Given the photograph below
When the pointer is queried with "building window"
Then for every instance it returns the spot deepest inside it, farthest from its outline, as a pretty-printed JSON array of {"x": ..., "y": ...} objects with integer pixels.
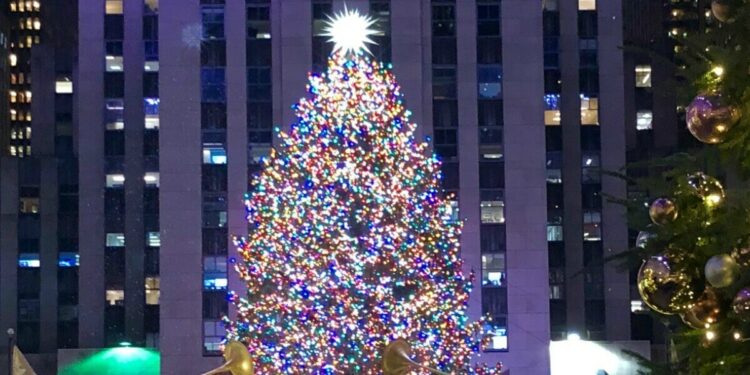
[
  {"x": 215, "y": 273},
  {"x": 115, "y": 239},
  {"x": 589, "y": 111},
  {"x": 490, "y": 81},
  {"x": 643, "y": 76},
  {"x": 592, "y": 230},
  {"x": 113, "y": 7},
  {"x": 63, "y": 86},
  {"x": 28, "y": 260},
  {"x": 113, "y": 63},
  {"x": 586, "y": 4},
  {"x": 67, "y": 259},
  {"x": 493, "y": 269},
  {"x": 153, "y": 239},
  {"x": 644, "y": 120},
  {"x": 213, "y": 335},
  {"x": 115, "y": 297},
  {"x": 493, "y": 212},
  {"x": 115, "y": 180},
  {"x": 554, "y": 233},
  {"x": 151, "y": 110},
  {"x": 152, "y": 290},
  {"x": 214, "y": 155},
  {"x": 28, "y": 205},
  {"x": 498, "y": 335}
]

## Gegebene Aufgabe
Ordne die Zeilen aller Datensätze oben als JSON-Liste von Zeichenketten an, eine Zeichenkette pro Zeile und ohne Leerzeilen. Lass die Bilder in deiner Antwort weg.

## Ausgabe folgt
[
  "Given the photograph below",
  "When the pointer is queried with \"building window\"",
  "Then for every instance it returns the spot deepest inside it, farthest from its outline, as a pretty-printed JSON array of {\"x\": ..., \"y\": ...} objects with integer pixels.",
  "[",
  "  {\"x\": 215, \"y\": 273},",
  "  {\"x\": 115, \"y\": 239},",
  "  {\"x\": 589, \"y\": 111},",
  "  {\"x\": 490, \"y\": 81},",
  "  {\"x\": 643, \"y\": 76},",
  "  {\"x\": 592, \"y\": 230},",
  "  {\"x\": 113, \"y\": 7},",
  "  {\"x\": 63, \"y\": 86},",
  "  {\"x\": 28, \"y\": 260},",
  "  {\"x\": 113, \"y\": 63},",
  "  {\"x\": 586, \"y\": 4},",
  "  {\"x\": 67, \"y\": 259},",
  "  {\"x\": 493, \"y\": 269},",
  "  {\"x\": 153, \"y\": 239},",
  "  {\"x\": 644, \"y\": 120},",
  "  {\"x\": 213, \"y\": 335},",
  "  {\"x\": 115, \"y\": 297},",
  "  {\"x\": 493, \"y\": 212},",
  "  {\"x\": 115, \"y\": 180},",
  "  {\"x\": 554, \"y\": 233},",
  "  {\"x\": 151, \"y\": 110},",
  "  {\"x\": 152, \"y\": 290},",
  "  {\"x\": 214, \"y\": 155},",
  "  {\"x\": 28, \"y\": 205},",
  "  {\"x\": 498, \"y\": 335}",
  "]"
]